DATA ROWS

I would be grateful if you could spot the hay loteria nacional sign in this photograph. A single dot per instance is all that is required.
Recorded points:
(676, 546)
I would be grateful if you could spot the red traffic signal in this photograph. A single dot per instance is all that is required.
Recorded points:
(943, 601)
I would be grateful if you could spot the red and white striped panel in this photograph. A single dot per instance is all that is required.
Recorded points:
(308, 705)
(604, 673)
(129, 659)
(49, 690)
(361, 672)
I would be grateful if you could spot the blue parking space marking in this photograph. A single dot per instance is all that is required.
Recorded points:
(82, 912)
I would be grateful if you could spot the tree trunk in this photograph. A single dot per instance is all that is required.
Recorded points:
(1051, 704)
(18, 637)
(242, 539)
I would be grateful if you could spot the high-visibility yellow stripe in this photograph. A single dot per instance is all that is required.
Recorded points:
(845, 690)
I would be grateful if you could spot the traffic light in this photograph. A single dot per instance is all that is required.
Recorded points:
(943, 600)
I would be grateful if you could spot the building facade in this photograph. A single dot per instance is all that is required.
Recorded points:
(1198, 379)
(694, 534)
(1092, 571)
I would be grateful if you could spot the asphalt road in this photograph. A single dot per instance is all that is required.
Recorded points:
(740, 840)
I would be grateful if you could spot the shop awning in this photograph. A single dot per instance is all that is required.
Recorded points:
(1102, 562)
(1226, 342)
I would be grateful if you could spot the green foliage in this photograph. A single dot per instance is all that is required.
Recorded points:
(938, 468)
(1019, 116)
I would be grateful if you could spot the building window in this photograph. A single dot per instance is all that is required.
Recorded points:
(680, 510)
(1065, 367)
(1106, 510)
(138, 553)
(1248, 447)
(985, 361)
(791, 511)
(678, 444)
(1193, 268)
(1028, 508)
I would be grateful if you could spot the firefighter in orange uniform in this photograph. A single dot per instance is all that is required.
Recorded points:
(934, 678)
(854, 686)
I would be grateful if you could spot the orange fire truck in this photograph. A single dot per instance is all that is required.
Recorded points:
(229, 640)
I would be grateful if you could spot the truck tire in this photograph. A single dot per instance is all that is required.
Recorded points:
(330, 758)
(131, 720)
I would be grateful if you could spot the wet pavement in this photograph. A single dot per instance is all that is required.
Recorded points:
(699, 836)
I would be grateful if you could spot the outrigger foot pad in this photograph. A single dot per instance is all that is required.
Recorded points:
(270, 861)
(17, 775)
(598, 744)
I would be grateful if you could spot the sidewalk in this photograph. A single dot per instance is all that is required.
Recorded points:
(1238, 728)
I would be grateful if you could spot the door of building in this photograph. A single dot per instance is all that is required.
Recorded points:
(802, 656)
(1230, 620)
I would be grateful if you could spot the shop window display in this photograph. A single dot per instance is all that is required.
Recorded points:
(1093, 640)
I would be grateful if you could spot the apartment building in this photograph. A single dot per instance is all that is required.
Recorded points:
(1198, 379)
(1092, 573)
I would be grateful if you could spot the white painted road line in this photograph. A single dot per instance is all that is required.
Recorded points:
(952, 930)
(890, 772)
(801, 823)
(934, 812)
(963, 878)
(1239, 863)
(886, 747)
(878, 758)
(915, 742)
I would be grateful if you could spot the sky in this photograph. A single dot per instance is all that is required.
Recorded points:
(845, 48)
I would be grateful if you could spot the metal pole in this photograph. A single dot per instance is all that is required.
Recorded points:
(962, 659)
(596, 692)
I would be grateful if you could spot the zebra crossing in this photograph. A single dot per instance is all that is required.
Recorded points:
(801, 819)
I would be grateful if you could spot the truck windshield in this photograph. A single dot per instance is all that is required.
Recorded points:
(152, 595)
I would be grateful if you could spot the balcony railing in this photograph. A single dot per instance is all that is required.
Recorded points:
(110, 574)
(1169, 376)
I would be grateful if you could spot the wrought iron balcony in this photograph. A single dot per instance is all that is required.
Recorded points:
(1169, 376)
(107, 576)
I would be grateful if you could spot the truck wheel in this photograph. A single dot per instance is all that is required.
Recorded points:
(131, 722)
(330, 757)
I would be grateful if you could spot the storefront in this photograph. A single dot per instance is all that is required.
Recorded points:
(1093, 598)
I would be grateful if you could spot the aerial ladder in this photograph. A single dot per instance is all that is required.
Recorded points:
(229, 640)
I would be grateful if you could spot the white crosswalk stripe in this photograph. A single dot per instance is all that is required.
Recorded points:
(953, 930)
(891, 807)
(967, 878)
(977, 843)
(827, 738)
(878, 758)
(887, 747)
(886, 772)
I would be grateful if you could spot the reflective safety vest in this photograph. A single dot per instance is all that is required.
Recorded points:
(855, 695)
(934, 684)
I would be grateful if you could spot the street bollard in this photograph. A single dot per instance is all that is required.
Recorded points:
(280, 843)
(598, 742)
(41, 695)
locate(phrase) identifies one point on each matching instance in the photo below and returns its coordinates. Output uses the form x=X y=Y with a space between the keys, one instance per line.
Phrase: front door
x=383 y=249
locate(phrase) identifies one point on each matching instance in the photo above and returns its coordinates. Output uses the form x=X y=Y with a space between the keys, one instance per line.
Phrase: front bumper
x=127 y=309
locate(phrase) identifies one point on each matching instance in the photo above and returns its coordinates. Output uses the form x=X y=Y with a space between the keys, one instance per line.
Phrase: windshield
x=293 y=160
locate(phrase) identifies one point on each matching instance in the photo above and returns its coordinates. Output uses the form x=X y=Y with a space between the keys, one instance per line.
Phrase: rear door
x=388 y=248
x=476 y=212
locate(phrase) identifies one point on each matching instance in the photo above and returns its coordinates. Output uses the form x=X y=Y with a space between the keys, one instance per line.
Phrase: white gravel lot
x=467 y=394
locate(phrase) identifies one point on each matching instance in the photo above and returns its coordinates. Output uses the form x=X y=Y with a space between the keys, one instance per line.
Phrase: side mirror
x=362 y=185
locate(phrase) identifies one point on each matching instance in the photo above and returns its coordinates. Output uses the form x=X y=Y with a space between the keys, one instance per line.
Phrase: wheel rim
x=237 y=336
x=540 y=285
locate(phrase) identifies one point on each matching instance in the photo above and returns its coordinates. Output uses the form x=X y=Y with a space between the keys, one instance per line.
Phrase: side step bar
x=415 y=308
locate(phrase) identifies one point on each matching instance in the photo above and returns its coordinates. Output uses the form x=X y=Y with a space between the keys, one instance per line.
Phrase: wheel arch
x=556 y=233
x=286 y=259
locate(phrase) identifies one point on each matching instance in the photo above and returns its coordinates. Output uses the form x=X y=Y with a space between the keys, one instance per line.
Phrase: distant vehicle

WHAT YOU ARE ASKED TO DO
Rewrite the part of the records that opens with the line containing "I would be grateful if you could spot the truck tire" and closes with the line containing "(1230, 620)", changing every "Recorded points" to "Marked points" and leaving all else as it stands. Give only those lines.

WRITTEN SOLUTION
I would be grateful if you could spot the truck tire in this photograph. A single dot per instance is all that is required.
Marked points:
(330, 758)
(131, 720)
I would be grateful if you could spot the wet pavement in this photograph. A single dot per instance is all that is required.
Marked points:
(699, 836)
I would be grateful if you could spot the outrigger foot pad in this photograph. A single dot per instance is all that is required.
Marked points:
(270, 861)
(17, 775)
(598, 744)
I would be grateful if you could spot the sidewalk in this photograph. A single dot per instance is all that is required.
Marked points:
(1238, 728)
I would be grateful if you could spot the door of building in this photograph. A single dot per instance is all that is required.
Marked points:
(802, 656)
(1230, 620)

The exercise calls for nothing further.